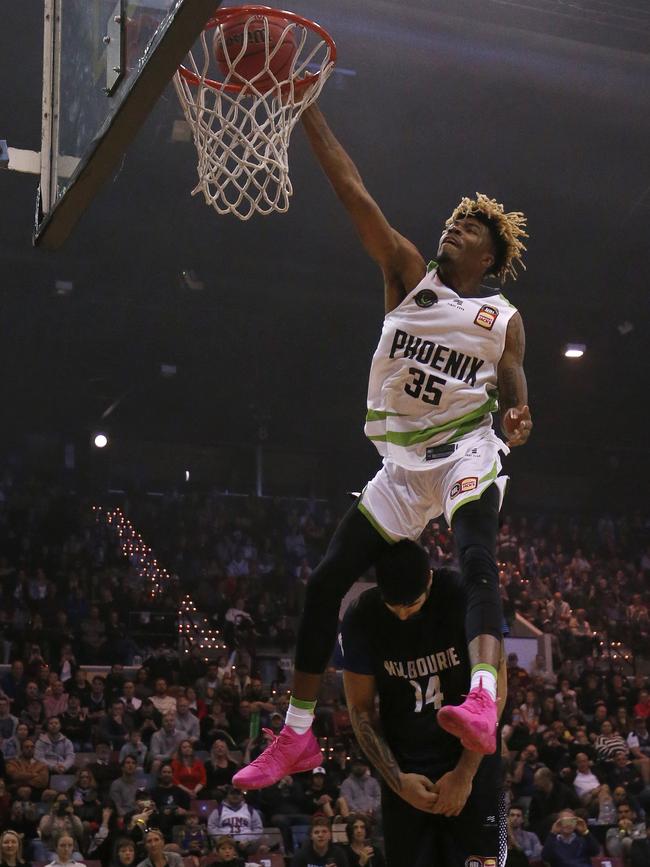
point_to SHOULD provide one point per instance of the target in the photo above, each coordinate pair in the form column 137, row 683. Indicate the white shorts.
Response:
column 400, row 502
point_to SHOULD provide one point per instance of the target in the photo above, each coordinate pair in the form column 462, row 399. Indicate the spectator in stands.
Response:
column 338, row 766
column 524, row 771
column 320, row 850
column 12, row 746
column 189, row 772
column 115, row 726
column 54, row 748
column 27, row 770
column 226, row 852
column 171, row 800
column 361, row 790
column 164, row 742
column 11, row 850
column 570, row 843
column 123, row 853
column 80, row 687
column 60, row 820
column 97, row 702
column 34, row 716
column 194, row 842
column 628, row 829
column 161, row 700
column 240, row 723
column 134, row 747
column 103, row 769
column 8, row 721
column 154, row 843
column 238, row 819
column 549, row 797
column 622, row 772
column 209, row 683
column 13, row 682
column 64, row 854
column 123, row 790
column 186, row 721
column 527, row 841
column 25, row 813
column 640, row 851
column 84, row 796
column 76, row 726
column 148, row 720
column 586, row 783
column 219, row 768
column 129, row 699
column 5, row 804
column 55, row 702
column 215, row 724
column 361, row 852
column 320, row 797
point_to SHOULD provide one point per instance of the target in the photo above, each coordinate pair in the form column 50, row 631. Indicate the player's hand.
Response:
column 419, row 791
column 517, row 425
column 453, row 791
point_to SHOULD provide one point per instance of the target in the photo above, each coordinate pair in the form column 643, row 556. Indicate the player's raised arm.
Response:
column 415, row 789
column 402, row 265
column 511, row 380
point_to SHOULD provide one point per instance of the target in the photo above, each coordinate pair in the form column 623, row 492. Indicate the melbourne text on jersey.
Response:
column 438, row 357
column 431, row 664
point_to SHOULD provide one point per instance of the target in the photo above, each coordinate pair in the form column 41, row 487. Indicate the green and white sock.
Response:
column 486, row 676
column 300, row 715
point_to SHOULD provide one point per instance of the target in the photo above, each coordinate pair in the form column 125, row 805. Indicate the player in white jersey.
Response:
column 449, row 350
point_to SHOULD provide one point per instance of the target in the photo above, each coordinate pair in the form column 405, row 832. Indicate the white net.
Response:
column 242, row 126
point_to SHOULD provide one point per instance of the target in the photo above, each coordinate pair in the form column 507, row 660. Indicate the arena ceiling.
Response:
column 543, row 104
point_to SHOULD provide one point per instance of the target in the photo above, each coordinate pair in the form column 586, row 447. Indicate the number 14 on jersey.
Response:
column 433, row 695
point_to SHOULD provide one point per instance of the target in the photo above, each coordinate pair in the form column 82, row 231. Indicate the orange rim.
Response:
column 222, row 15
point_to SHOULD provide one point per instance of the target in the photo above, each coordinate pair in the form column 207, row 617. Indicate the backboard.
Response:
column 105, row 64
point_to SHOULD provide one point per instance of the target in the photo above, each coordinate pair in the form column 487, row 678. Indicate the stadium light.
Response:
column 574, row 350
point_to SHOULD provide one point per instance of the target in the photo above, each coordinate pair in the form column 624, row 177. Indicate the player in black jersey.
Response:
column 404, row 641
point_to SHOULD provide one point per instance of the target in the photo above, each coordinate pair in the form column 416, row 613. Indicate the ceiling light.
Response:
column 574, row 350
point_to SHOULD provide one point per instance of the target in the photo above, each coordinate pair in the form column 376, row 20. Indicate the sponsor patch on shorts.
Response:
column 486, row 317
column 464, row 485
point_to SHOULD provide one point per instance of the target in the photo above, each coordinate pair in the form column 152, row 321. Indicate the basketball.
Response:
column 231, row 35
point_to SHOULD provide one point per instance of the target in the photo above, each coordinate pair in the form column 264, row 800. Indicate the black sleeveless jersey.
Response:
column 419, row 665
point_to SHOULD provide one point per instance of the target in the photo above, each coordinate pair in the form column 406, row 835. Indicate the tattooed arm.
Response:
column 511, row 379
column 415, row 789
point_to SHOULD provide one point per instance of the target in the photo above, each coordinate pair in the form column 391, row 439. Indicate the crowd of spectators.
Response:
column 118, row 743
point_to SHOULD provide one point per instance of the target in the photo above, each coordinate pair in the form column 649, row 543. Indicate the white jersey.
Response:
column 433, row 378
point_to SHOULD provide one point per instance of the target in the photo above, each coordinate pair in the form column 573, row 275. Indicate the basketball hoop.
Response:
column 242, row 123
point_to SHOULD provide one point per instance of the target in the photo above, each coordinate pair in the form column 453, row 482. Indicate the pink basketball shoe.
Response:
column 474, row 721
column 288, row 753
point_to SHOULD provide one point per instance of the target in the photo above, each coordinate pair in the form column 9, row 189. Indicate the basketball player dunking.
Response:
column 449, row 347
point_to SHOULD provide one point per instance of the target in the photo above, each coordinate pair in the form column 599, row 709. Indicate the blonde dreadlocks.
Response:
column 507, row 229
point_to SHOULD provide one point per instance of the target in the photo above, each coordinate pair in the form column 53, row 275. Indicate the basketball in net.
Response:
column 242, row 90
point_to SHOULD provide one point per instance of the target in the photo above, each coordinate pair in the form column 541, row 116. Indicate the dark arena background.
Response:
column 183, row 399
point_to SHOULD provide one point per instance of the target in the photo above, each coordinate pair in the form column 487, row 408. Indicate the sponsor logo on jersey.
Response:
column 463, row 486
column 426, row 298
column 462, row 367
column 486, row 317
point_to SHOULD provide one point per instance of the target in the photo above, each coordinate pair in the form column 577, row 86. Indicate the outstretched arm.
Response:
column 415, row 789
column 513, row 391
column 402, row 265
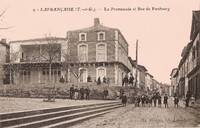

________________________________________

= Prompt =
When you reach a picture, pass over it; write out all other material exactly.

= Solution to this task =
point_to SHOULD provide one point per instance of the target in the photo above, each coordinate pair in the form column 137, row 683. Indicate the white shorts.
Response:
column 400, row 502
point_to SHOULD provide one point per instance of the target in the photo above, each coordinate pair in the form column 462, row 399. Indicate the spectator in stands.
Response:
column 338, row 766
column 524, row 771
column 320, row 850
column 12, row 746
column 189, row 772
column 115, row 726
column 54, row 748
column 27, row 770
column 226, row 852
column 171, row 800
column 361, row 790
column 164, row 742
column 11, row 850
column 570, row 843
column 123, row 853
column 80, row 687
column 60, row 820
column 97, row 702
column 34, row 716
column 194, row 842
column 628, row 829
column 161, row 700
column 240, row 723
column 134, row 747
column 103, row 769
column 8, row 721
column 154, row 843
column 238, row 819
column 549, row 797
column 622, row 772
column 209, row 683
column 13, row 682
column 64, row 854
column 123, row 790
column 186, row 721
column 527, row 841
column 25, row 813
column 640, row 851
column 84, row 796
column 76, row 726
column 148, row 720
column 586, row 783
column 219, row 768
column 129, row 699
column 5, row 804
column 55, row 702
column 215, row 724
column 361, row 852
column 320, row 797
point_to SHOULD provide one point per instance of the target in the photo above, each coordinate pair in the form column 50, row 631. Indicate the player's hand.
Response:
column 419, row 791
column 517, row 425
column 453, row 791
point_to SHOULD provide one point per instance of the target in the photo above, each coordinate pair in the form column 643, row 556. Indicate the player's raised arm.
Response:
column 415, row 789
column 402, row 265
column 511, row 380
point_to SHOULD provide one point per instance of the target in the photo above, each coordinate pair in the form column 623, row 492. Indicate the melbourne text on jersey.
Response:
column 438, row 357
column 431, row 664
point_to SHOULD provide one point per instance of the target in the photo above, each coordinate pair in the form column 41, row 487. Indicate the green and white sock.
Response:
column 486, row 676
column 300, row 715
point_to SHOULD provide one point per instance of the target in the photo above, each coordinate pair in the form column 125, row 805. Indicate the player in white jersey.
Response:
column 449, row 350
point_to SHOULD provide one point per instance of the target in the photo above, each coordinate pair in the form column 405, row 832. Indicate the white net.
Response:
column 242, row 126
point_to SHOULD provide one point per instance of the target in the photo above, each coordinate pair in the form column 507, row 660. Indicate the arena ceiling.
Response:
column 543, row 104
point_to SHOULD provide one point per instance of the target in the photo above, each coordinate pair in the form column 586, row 447. Indicate the number 14 on jersey.
Response:
column 433, row 695
point_to SHOULD provide one point per instance of the target in the photo above, each coordinate pair in the form column 82, row 231. Indicate the orange rim.
Response:
column 222, row 15
point_to SHOULD provide one point per instance of the target in the photo above, each coordinate pair in the form column 207, row 617. Indicate the backboard.
Response:
column 105, row 64
point_to SHOULD provide one point per instance of the target in the photo above, each coordinate pair in the form column 487, row 678. Indicate the stadium light.
Response:
column 574, row 350
point_to SHOULD provide one point per instance of the target in the photo above, each coordinate pair in the form column 624, row 177. Indicate the player in black jersey.
Response:
column 404, row 641
point_to SHOULD provide one point per instance of the target in the photo above, each coordinate pair in the form column 416, row 613. Indicate the ceiling light.
Response:
column 574, row 350
point_to SHOULD provide one point per instance of the target in the photo above, each coordinate pair in the form column 376, row 20. Indicate the sponsor patch on shorts.
Response:
column 486, row 317
column 464, row 485
point_to SHOULD provide one point per instance of the target in the photo above, each coordinate pair in the form column 152, row 321. Indicate the basketball.
Response:
column 231, row 35
point_to SHOULD provide one point per instance of the target in the photo above, each coordinate pair in the form column 264, row 800. Indicate the black sleeveless jersey.
Response:
column 419, row 665
point_to SHOULD provide one point per instance of the target in the photo above, each coordinate pair in the form column 406, row 835. Indicate the tattooed arm.
Response:
column 511, row 379
column 415, row 789
point_to SHOULD provide one point per instance of the target in the photo above, each coordinate pair in the form column 391, row 439. Indicate the crowd of spectators.
Response:
column 118, row 743
point_to SHOULD provide one point per instance of the target in the photo above, each coordinate pair in the form column 649, row 543. Indicate the white jersey.
Response:
column 433, row 378
point_to SHOULD provide one point per instance of the target in the photo above, each coordinate pair in the form column 573, row 275. Indicate the basketball hoop.
Response:
column 242, row 123
point_to SHOULD provide one point per instance of the target in the photo above, each coordinate pair in the form column 453, row 482. Indicate the pink basketball shoe.
Response:
column 474, row 721
column 288, row 753
point_to SHOULD provide one point per instance of the target in the photo above, each coordinate pair in the form column 9, row 189. Indicate the basketball player dunking.
Response:
column 449, row 347
point_to SHOULD provide one point per instance of the target in the photo above, each coordinate pair in the form column 599, row 709. Indicate the blonde dreadlocks.
Response:
column 507, row 229
point_to SHOULD provide one point per instance of the target in the photo above, each coordinate pair in the form column 53, row 275. Indicate the basketball in net.
Response:
column 242, row 90
point_to SHOULD provide one point per instance of the target in the photo above, each coordinate pair in the form column 541, row 116. Indicate the dark arena background.
Response:
column 183, row 399
point_to SHOULD provide one point per instance of the target in the photo above, each coordinate pair in the form column 487, row 408. Indicate the sponsor logo on jersey.
Response:
column 463, row 486
column 426, row 298
column 462, row 367
column 486, row 317
point_to SHOULD provide one point per instance of the target in the photo above, each coordinate pair in the form column 577, row 86. Indicate the outstretched arm.
Response:
column 415, row 789
column 513, row 391
column 402, row 265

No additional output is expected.